» **SELECTED EXCERPT**:
══════

Skip to main content

Python scraper for Oryx equipment loss data, matching the R script approach

Project description

oryx-wat-scraper

PyPI version PyPI downloads Python versions License: MIT CI codecov Code style: black Ruff mypy GitHub stars

Python scraper for Oryx equipment loss data, matching the R script approach from scrape_oryx.

This package scrapes equipment loss data directly from the Oryx blog post and generates CSV files in the same format as the oryx_data repository.

Features

  • CSV Output: Generates CSV files matching oryx_data format
  • Type-safe: Full type hints with dataclasses
  • Context Manager: Proper resource cleanup
  • Well-tested: Comprehensive test suite
  • Modern Python: Requires Python 3.10+

Installation

pip install oryx-wat-scraper

Or using uv:

uv add oryx-wat-scraper

Or using poetry:

poetry add oryx-wat-scraper

Quick Start

Python API

from oryx_wat_scraper import OryxScraper

# Initialize the scraper
scraper = OryxScraper()

# Scrape data
data = scraper.scrape()

# Generate CSV files (matching oryx_data format)
scraper.scrape_to_csv('outputfiles')

# Or get JSON
json_data = scraper.scrape_to_json('output.json')

# Close when done
scraper.close()

Context Manager

from oryx_wat_scraper import OryxScraper

with OryxScraper() as scraper:
    # Scrape specific countries
    data = scraper.scrape(countries=['russia', 'ukraine'])

    # Generate CSV files
    scraper.scrape_to_csv('outputfiles')

Command Line

# Generate CSV files
oryx-scraper --csv

# Save to JSON
oryx-scraper -o output.json

# Scrape specific countries
oryx-scraper --csv --countries russia ukraine

# Custom output directory
oryx-scraper --csv --output-dir my_output

Output Formats

CSV Files (matching oryx_data format)

daily_count.csv (columns: country, equipment_type, destroyed, abandoned, captured, damaged, type_total, date_recorded)

country,equipment_type,destroyed,abandoned,captured,damaged,type_total,date_recorded
russia,T-62M,154,5,34,1,194,2024-01-15
ukraine,T-72,45,2,8,0,55,2024-01-15

totals_by_type.csv (columns: country, type, destroyed, abandoned, captured, damaged, total)

══════

» **DATA SUPPLIED**:
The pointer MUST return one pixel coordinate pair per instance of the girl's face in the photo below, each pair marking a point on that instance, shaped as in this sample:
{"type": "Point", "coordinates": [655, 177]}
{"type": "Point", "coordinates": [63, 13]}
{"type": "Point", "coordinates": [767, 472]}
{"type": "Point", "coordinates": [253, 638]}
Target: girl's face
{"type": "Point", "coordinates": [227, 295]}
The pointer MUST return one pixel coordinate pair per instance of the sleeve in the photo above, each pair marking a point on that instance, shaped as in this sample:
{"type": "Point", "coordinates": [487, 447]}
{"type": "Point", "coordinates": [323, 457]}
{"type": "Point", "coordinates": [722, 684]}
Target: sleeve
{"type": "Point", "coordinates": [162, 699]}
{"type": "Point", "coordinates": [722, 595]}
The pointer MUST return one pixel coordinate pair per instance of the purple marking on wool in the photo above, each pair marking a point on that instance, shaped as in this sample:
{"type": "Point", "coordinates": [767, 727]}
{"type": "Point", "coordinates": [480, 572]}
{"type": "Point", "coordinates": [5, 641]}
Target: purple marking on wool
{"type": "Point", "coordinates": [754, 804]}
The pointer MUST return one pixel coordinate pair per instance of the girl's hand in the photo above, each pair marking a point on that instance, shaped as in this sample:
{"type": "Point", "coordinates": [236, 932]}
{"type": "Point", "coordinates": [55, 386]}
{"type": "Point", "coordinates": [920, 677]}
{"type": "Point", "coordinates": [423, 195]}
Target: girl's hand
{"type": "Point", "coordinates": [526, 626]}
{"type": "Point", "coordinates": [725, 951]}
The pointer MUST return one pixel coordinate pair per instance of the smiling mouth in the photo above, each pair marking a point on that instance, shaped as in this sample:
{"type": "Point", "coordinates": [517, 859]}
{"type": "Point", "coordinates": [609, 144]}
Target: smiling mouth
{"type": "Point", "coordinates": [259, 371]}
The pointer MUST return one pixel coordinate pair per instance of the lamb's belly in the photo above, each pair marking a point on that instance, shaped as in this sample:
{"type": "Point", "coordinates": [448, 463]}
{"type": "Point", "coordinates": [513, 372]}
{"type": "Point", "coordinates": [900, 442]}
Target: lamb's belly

══════

» **EXERCISE SET**:
1 > Copy out the rows starting with the line with "of the purple" and going on through the last line of the rows, requests included, and shift each answer's point coordinates by adding 24 to every number; leave the format samples as they are.
2 > Extend the oryx-wat-scraper package description past its last line.

» **EXERCISE RESULTS**:
1 >
The pointer MUST return one pixel coordinate pair per instance of the purple marking on wool in the photo above, each pair marking a point on that instance, shaped as in this sample:
{"type": "Point", "coordinates": [767, 727]}
{"type": "Point", "coordinates": [480, 572]}
{"type": "Point", "coordinates": [5, 641]}
Target: purple marking on wool
{"type": "Point", "coordinates": [778, 828]}
The pointer MUST return one pixel coordinate pair per instance of the girl's hand in the photo above, each pair marking a point on that instance, shaped as in this sample:
{"type": "Point", "coordinates": [236, 932]}
{"type": "Point", "coordinates": [55, 386]}
{"type": "Point", "coordinates": [920, 677]}
{"type": "Point", "coordinates": [423, 195]}
Target: girl's hand
{"type": "Point", "coordinates": [550, 650]}
{"type": "Point", "coordinates": [749, 975]}
The pointer MUST return one pixel coordinate pair per instance of the smiling mouth in the photo above, each pair marking a point on that instance, shaped as in this sample:
{"type": "Point", "coordinates": [517, 859]}
{"type": "Point", "coordinates": [609, 144]}
Target: smiling mouth
{"type": "Point", "coordinates": [283, 395]}
The pointer MUST return one pixel coordinate pair per instance of the lamb's belly in the photo above, each pair marking a point on that instance, shaped as in this sample:
{"type": "Point", "coordinates": [448, 463]}
{"type": "Point", "coordinates": [513, 372]}
{"type": "Point", "coordinates": [900, 442]}
Target: lamb's belly

2 >
country,type,destroyed,abandoned,captured,damaged,total
russia,T-62M,154,5,34,1,194
ukraine,T-72,45,2,8,0,55

JSON Output

{
  "url": "https://www.oryxspioenkop.com/...",
  "date_scraped": "2024-01-15",
  "total_entries": 1000,
  "daily_count": [...],
  "totals_by_type": [...]
}

API Reference

OryxScraper

Main scraper class.

Methods

  • scrape(countries: List[str] | None = None) -> Dict: Scrape data for specified countries
  • scrape_to_csv(output_dir: str = 'outputfiles') -> Dict: Scrape and save to CSV files
  • scrape_to_json(output_file: str | None = None, indent: int = 2) -> str: Scrape and return/save as JSON
  • close(): Close the HTTP client

Models

  • EquipmentEntry: Individual equipment entry with status
  • SystemEntry: Individual system entry with status

Exceptions

  • OryxScraperError: Base exception
  • OryxScraperNetworkError: Network errors
  • OryxScraperParseError: HTML parsing errors
  • OryxScraperValidationError: Data validation errors

Development

Setup

# Clone the repository
git clone https://github.com/wat-suite/oryx-wat-scraper.git
cd oryx-wat-scraper

# Install with uv
uv sync --dev

# Install pre-commit hooks
uv run pre-commit install

Running Tests

# Run all tests
pytest

# Run with coverage
pytest --cov=oryx_wat_scraper --cov-report=html

# Run specific test file
pytest tests/test_client.py

Running CI Checks Locally

You can run the same checks that CI runs locally:

# Run all checks
black --check .
ruff check .
mypy oryx_wat_scraper
pytest

Code Quality

# Format code
black .

# Lint code
ruff check .

# Type check
mypy oryx_wat_scraper

Make Commands

make install-dev  # Install with dev dependencies
make test         # Run tests
make lint         # Run linters
make format       # Format code
make type-check   # Type check
make clean        # Clean build artifacts

Releasing

This project uses GitHub Releases to trigger PyPI publishing. The workflow automatically publishes to PyPI when a final (non-pre-release) GitHub Release is created.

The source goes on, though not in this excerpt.